* **Reading text**
I don’t generally consider it my place to tell a restaurant what to do. I’m a reporter, not a consultant. But after a dinner at the new restaurant Purple Poulet in Dayton, Ky., I’m full of advice. I found myself itching to take the place back to the drawing board. There’s a good restaurant here, if it could shed its fancy purple get-up.
I’d lose, for instance, the sorbet palate cleanser between courses. It’s an outdated, awkward fine-dining touch. I’d 86 the sweet, cake-like cornbread, especially the lemon-mint version. I’d serve more dishes on plain round plates instead of long restauranty ones. I would pour the sour mix down the drain and take most of the pickled onions out of the oyster po-boy. I’d actually take the white linens off the table – along with the bright purple linens, I’m afraid. I’d exchange some of the old signifiers of a fine dining experience with some newer, hipper ones. (Though there is some reclaimed barnwood in the decor.)

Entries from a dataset
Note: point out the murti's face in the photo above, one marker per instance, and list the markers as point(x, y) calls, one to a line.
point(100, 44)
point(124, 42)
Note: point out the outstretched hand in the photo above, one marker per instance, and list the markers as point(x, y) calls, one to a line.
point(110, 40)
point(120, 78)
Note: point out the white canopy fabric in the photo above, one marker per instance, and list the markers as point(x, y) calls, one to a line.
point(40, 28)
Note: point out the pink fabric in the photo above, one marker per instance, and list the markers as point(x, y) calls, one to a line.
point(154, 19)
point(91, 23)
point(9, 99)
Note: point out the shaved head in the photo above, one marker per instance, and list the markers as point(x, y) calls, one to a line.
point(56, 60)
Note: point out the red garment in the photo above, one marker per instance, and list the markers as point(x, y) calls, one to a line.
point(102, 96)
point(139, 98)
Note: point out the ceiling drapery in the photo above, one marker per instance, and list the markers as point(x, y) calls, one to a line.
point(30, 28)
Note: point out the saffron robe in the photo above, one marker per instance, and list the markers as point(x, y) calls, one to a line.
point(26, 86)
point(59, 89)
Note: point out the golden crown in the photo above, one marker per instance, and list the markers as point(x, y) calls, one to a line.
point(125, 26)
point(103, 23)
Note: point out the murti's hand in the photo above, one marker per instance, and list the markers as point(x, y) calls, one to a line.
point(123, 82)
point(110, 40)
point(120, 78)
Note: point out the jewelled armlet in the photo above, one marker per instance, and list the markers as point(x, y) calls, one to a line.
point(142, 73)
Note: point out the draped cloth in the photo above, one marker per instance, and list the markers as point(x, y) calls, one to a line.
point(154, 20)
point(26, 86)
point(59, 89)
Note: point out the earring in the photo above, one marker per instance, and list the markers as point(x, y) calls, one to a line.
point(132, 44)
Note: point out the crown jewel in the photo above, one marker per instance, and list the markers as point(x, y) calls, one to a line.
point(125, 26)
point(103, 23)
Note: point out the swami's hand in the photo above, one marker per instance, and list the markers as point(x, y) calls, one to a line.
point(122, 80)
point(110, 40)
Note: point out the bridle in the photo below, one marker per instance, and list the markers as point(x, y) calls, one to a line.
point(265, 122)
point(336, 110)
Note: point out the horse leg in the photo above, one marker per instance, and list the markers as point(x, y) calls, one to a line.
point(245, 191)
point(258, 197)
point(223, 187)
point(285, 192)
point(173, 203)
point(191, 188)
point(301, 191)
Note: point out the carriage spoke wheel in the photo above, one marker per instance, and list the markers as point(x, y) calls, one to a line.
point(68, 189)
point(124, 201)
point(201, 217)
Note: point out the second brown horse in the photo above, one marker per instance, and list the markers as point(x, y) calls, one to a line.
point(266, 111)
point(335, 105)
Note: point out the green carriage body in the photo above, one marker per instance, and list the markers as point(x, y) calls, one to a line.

* **Task brief**
Sum up the restaurant review at the top of the page in two sentences.

* **Reply to the exercise**
After a dinner at the new Purple Poulet in Dayton, Ky., the reviewer, a reporter and not a consultant, is full of advice and thinks there's a good restaurant here if it could shed its fancy purple get-up. The suggestions include dropping the sorbet palate cleanser, the sweet cornbread, the sour mix, most of the pickled onions on the oyster po-boy, and the white and purple linens, serving more dishes on plain round plates, and swapping old fine-dining signifiers for newer, hipper ones.